━━━ Цитируемый отрывок ━━━
Еще один святой мученик этого рейса, правозащитник и врач Елизавета Глинка, бескорыстно и истово помогавшая детям Крымска, Донецка, Киева, Алеппо, скажет однажды пророчески: «Мы никогда не уверены в том, что вернемся живыми, потому что война – это ад на земле». А чем можно воспрепятствовать, как противоборствовать аду? Ад можно победить только верой. Правдой. И святым делом.
━━━
- _Задания_
1/ Выпишите дословно часть текста о Елизавете Глинке: всё от слов «Еще один святой» и до слов «И святым делом.» включительно.
2/ Продолжите текст о Елизавете Глинке, начав сразу после его последнего предложения.
Приведённые далее записи взяты из другого источника.
━━━ Исходные записи ━━━
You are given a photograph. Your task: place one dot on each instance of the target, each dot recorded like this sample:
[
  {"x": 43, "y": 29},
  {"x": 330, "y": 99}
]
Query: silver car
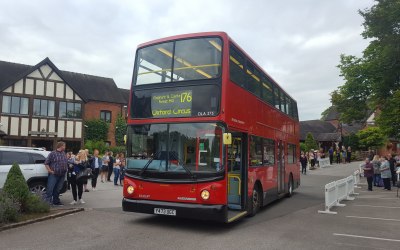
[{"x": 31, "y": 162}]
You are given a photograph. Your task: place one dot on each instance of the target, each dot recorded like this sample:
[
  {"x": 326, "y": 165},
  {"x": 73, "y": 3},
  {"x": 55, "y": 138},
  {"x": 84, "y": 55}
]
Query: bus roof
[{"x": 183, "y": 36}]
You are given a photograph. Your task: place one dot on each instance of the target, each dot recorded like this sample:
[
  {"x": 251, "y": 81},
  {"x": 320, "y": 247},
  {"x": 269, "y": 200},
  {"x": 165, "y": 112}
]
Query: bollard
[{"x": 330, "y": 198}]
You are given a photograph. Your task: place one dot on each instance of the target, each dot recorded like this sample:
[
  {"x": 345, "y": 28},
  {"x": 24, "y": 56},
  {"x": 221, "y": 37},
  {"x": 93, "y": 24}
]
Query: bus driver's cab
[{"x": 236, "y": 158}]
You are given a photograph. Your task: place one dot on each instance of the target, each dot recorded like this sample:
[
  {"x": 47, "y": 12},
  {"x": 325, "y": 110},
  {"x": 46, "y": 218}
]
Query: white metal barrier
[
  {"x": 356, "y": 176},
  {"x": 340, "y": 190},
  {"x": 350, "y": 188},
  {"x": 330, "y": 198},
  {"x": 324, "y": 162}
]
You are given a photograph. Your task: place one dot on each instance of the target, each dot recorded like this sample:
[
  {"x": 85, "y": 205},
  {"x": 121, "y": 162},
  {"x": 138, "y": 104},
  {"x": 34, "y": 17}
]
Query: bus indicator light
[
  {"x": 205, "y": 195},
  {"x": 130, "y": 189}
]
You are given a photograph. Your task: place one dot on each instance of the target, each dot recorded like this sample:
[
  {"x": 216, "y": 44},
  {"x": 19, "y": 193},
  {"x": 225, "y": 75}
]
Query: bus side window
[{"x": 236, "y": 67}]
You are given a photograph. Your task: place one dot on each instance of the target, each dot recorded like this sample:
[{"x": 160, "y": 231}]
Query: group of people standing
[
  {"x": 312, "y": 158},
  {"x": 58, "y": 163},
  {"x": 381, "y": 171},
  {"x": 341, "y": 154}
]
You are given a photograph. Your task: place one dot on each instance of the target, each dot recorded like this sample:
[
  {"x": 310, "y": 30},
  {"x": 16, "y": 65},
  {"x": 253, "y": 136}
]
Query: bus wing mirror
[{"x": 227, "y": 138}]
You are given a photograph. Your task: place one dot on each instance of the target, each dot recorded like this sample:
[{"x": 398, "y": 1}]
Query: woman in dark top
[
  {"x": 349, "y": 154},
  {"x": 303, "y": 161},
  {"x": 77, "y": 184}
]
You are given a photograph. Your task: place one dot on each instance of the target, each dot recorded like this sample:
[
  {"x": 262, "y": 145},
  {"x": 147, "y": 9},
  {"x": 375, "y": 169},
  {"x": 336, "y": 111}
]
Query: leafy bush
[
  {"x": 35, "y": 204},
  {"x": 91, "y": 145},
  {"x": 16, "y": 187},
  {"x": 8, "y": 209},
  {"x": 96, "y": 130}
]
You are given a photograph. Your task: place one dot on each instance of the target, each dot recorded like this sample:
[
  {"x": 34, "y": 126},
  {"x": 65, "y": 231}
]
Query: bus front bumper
━━━
- _Ответы к упражнению_
1/
Еще один святой мученик этого рейса, правозащитник и врач Елизавета Глинка, бескорыстно и истово помогавшая детям Крымска, Донецка, Киева, Алеппо, скажет однажды пророчески: «Мы никогда не уверены в том, что вернемся живыми, потому что война – это ад на земле». А чем можно воспрепятствовать, как противоборствовать аду? Ад можно победить только верой. Правдой. И святым делом.

2/
Листая военные свидетельства, натолкнулся на такие воспоминания. Артисты-александровцы, разбившись по фронтовым бригадам, ездили на передовые и в тылы Великой Отечественной. «Договорились, что Краснознаменный ансамбль выедет в Дорогобуж, выступит на курсах младших лейтенантов, а оттуда отправится в Вязьму»... И тут, пишет очевидец, противник начал наступление. Артистов отговаривали: можете не успеть. Они ответили: «Мы обещали». «Бригада пыталась добраться до Вязьмы, но это не удалось: автострада Минск – Москва была уже перерезана. Несколько дней артисты блуждали по лесам, безуспешно пытаясь выйти к своим. Погибли Корф, Рудин и директор Центрального дома работников искусств Лебедев. Токарская, Макеевы и другие попали в плен, из которого их освободила в 1945 году Красная Армия».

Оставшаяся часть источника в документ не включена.